REQUIRED TASKS:
1. Please duplicate everything in the excerpt on violence in Afghanistan from "The 26th report" down to "and its allies.".
2. According to the excerpt on violence in Afghanistan, what were the dates of the Eid cease-fire?
3. List the provinces in which the excerpt on violence in Afghanistan says Al Qaeda in the Indian Subcontinent operates under the Taliban umbrella.

TEXT EXCERPT:
== Segment start ==

Citing the U.S. Department of Defence’s (DoD) latest unclassified assessments on the violence since the signing of the Doha agreement through June 1, the report notes that the violence remains “at a level it [Taliban] perceives is within the bounds of the [Doha] agreement, probably to encourage a U.S. troop withdrawal and set favourable conditions for a post-withdrawal Afghanistan.”
United States Forces-Afghanistan (USFOR-A) told SIGAR in late July that RS and USFOR-A Commander General Austin Scott Miller “sees that political risk has surged and creates additional security risk” and that the risk “is focused on the ANDSF.”
In this quarter, NATO Resolute Support said “[Enemy] violence levels stayed well above historic norms for the majority of the reporting period with reduced violence occurring during the three-day Eid cease fire (May 24–26, 2020).”
On July 15, CENTCOM Commander General McKenzie said “I would not say that [the Taliban] have yet [kept up their commitments],” due to their high level of violence, not yet beginning intra-Afghan negotiations, and not yet adequately assuring the United States of severing ties with terrorist groups.
He added, “They still may yet do it. Time is not out … we’re coming up on a pretty important time with this process.”
Other Groups Present In Afghanistan
While the U.S.-Taliban agreement included a number of Taliban commitments
to break off support for Al Qaeda, a UN monitoring team concluded this quarter that the Taliban– Al Qaeda relationship remained “close, based on friendship, a history of shared struggle, ideological sympathy and intermarriage.”
The 26th report of the UN’s Analytical Support and Sanctions Monitoring Team, issued in July also added that Al Qaeda in the Indian Subcontinent (AQIS) continues to operate under the Taliban umbrella in Nimroz, Helmand and Kandahar provinces, with many of the group’s leaders also based in Afghanistan.
Asked about the UN report, Ambassador Khalilzad had said that a separate U.S. monitoring group had concluded that the Taliban had been making progress in not hosting Al Qaeda or any other terrorist group that could threaten the security of the U.S. and its allies.

== Segment end ==

Stored records:
== Segment start ==

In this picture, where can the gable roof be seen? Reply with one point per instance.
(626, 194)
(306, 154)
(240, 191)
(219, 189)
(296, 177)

== Segment end ==

SOLUTIONS TO THE EXERCISE:
1.
The 26th report of the UN’s Analytical Support and Sanctions Monitoring Team, issued in July also added that Al Qaeda in the Indian Subcontinent (AQIS) continues to operate under the Taliban umbrella in Nimroz, Helmand and Kandahar provinces, with many of the group’s leaders also based in Afghanistan.
Asked about the UN report, Ambassador Khalilzad had said that a separate U.S. monitoring group had concluded that the Taliban had been making progress in not hosting Al Qaeda or any other terrorist group that could threaten the security of the U.S. and its allies.

2. May 24–26, 2020

3. Nimroz, Helmand, Kandahar